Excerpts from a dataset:

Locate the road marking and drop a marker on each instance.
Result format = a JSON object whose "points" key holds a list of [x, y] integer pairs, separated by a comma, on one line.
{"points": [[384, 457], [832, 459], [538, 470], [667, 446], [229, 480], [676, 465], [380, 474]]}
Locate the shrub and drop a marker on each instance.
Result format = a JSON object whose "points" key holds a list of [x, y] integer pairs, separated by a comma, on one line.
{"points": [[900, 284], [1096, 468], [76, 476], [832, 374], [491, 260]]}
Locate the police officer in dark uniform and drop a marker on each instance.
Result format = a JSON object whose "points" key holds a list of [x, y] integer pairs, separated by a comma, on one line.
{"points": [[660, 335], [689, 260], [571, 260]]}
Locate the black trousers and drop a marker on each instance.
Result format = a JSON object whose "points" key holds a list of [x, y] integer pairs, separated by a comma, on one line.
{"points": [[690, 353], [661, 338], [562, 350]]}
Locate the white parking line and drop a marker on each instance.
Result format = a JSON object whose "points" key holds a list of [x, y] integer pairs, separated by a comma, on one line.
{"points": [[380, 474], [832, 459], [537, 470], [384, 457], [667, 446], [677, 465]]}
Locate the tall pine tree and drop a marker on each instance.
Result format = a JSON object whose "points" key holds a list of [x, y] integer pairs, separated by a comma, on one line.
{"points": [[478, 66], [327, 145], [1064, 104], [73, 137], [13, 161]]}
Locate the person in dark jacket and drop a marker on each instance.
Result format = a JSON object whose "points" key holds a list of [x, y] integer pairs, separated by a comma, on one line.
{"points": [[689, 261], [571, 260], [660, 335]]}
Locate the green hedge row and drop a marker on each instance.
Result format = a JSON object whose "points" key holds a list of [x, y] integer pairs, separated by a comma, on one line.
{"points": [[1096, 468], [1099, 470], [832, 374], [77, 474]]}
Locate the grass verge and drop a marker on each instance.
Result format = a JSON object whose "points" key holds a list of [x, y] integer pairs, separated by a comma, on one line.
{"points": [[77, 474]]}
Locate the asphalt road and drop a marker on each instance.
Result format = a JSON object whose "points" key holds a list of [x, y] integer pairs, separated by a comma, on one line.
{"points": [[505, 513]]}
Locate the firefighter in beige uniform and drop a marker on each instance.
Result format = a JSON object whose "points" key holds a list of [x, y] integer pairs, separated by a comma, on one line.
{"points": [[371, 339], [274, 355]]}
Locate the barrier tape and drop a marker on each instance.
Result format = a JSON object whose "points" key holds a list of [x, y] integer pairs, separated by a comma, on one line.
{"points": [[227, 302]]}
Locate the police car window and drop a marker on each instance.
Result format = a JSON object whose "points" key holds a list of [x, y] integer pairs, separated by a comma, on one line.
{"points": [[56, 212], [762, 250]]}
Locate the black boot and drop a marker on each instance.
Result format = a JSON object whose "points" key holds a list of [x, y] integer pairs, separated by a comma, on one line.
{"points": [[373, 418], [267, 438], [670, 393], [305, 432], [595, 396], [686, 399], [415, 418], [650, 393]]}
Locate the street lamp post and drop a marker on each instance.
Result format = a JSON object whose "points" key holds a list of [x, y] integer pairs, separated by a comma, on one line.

About this task:
The full set of entries above needs to be restated word for word.

Answer for this exercise:
Locate the road marking and drop a marker on each instance.
Result format = a JSON object whose "points" key holds a list of [x, y] integer pairs, separated by a comma, on one line.
{"points": [[384, 457], [832, 459], [538, 470], [667, 446], [229, 480], [676, 465], [380, 474]]}
Locate the shrub and drop a marker on each instance.
Result format = a JSON object whose "points" key holds a list of [x, y] integer pairs, separated by a comma, on one line.
{"points": [[900, 284], [1096, 468], [76, 476], [832, 374], [491, 260]]}
Locate the police officer in dark uniform and drop a marker on each instance.
Result format = a JSON object whose "points" key holds a list of [x, y] integer pairs, separated by a comma, on one line.
{"points": [[660, 335], [689, 260], [571, 260]]}
Locate the black trousers and drop a marker on each instance.
Result format = a JSON object whose "points" key holds a list of [x, y] integer pairs, separated by a comma, on one line.
{"points": [[690, 353], [661, 338], [562, 350]]}
Locate the white parking line and drop a marker on each instance.
Result format = a JSON object whose "points" key holds a list of [x, y] integer pairs, separated by a comma, on one line.
{"points": [[380, 474], [832, 459], [537, 470], [384, 457], [667, 446], [677, 465]]}
Locate the tall pine tree and drop a marker on each instance.
Result format = a JSON object whose "points" key holds a list of [x, y] integer pairs, separated by a comma, on one line.
{"points": [[478, 66], [327, 145], [1064, 104], [73, 137], [13, 161]]}
Locate the person in dark jacket and drop a marker on each instance.
Result format = a JSON object whose "points" key holds a list of [x, y] integer pairs, separated by a comma, on one line.
{"points": [[689, 261], [571, 260], [660, 335]]}
Locate the green hedge row and drop a marker on each instance.
Result format = a JSON object whose "points" key holds a list of [x, y] integer pairs, separated by a comma, on one line.
{"points": [[1096, 468], [1099, 470], [832, 374], [77, 474]]}
Locate the grass verge and drop a marker on each instance.
Result format = a JSON object whose "points" key holds a list of [x, y] integer pairs, separated by a comma, on one line.
{"points": [[77, 474]]}
Locate the asphalt road and drop a marker on each instance.
Result format = a JSON object whose "points" key holds a list of [x, y] integer pairs, separated by a comma, on one line.
{"points": [[505, 513]]}
Locate the firefighter in beige uniform and drop a marker on each instance.
Result format = a JSON object whose "points" key holds a list of [x, y] integer pairs, separated by a comma, on one line.
{"points": [[371, 339], [274, 355]]}
Locate the barrier tape and drop a marker on each instance.
Result format = a JSON object whose "points" key holds a list of [x, y] integer pairs, separated by a comma, on one line.
{"points": [[227, 302]]}
Locate the police car window and drop a marker on each instance.
Result format = a JSON object whose "points" key holds a list of [x, y] integer pairs, separated by a comma, on one line.
{"points": [[56, 212], [762, 250]]}
Locate the black boot and drop a marker on each instance.
Result format = a JSON object whose "points" key holds a list of [x, y] integer pairs, separated by a comma, on one line.
{"points": [[373, 418], [267, 438], [670, 393], [305, 432], [595, 396], [686, 399], [415, 418], [650, 393]]}
Locate the street lamp post and drop a marker on each instance.
Result format = a JSON object whose "points" key holds a list of [x, y] integer pairs, separated by a comma, on one line.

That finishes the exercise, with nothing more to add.